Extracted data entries
____
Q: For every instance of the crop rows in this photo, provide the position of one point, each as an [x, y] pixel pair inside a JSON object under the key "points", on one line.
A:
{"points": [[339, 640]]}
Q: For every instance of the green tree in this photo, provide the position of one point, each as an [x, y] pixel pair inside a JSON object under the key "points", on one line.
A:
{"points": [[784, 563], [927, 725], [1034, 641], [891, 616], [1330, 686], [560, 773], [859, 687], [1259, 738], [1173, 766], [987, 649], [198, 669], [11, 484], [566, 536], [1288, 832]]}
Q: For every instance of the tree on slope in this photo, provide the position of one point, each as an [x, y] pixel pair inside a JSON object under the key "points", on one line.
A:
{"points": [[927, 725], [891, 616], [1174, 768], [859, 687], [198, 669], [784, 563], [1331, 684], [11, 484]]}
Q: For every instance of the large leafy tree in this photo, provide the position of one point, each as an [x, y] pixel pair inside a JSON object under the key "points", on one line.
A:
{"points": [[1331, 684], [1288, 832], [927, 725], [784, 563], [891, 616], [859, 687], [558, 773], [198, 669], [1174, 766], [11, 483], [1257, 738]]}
____
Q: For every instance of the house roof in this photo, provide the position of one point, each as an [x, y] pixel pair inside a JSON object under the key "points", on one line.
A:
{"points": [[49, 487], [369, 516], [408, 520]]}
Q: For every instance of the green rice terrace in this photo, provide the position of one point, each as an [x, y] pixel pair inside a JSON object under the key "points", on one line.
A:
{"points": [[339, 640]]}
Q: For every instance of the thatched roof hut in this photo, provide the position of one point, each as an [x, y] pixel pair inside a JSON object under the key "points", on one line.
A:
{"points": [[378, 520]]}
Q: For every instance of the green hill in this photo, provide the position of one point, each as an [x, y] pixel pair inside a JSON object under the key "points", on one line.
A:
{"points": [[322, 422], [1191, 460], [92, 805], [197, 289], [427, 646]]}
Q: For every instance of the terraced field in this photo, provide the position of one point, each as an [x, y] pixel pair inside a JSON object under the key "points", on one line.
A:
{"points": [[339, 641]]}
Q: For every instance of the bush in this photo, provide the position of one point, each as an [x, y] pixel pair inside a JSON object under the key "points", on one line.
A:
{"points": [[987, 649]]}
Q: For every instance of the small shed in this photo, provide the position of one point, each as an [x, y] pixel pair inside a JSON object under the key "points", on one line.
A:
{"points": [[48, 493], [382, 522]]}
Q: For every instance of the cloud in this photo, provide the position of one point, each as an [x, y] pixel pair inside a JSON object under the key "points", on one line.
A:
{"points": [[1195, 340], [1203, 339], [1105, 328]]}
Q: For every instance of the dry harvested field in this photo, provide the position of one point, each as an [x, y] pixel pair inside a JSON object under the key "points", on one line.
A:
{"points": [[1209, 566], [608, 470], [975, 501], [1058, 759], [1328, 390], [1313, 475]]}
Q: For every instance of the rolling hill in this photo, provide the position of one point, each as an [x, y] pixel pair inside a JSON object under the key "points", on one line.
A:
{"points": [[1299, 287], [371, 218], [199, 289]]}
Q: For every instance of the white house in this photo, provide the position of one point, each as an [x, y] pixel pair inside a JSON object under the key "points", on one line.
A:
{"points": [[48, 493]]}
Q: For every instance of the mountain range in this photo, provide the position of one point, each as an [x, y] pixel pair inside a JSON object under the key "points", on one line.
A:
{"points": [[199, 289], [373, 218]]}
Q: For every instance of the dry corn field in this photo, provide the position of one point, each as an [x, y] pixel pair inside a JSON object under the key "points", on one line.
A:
____
--- Problem statement ---
Looking at the records above, how many lines have the word "green" in them? State the number only.

--- Exercise output ---
3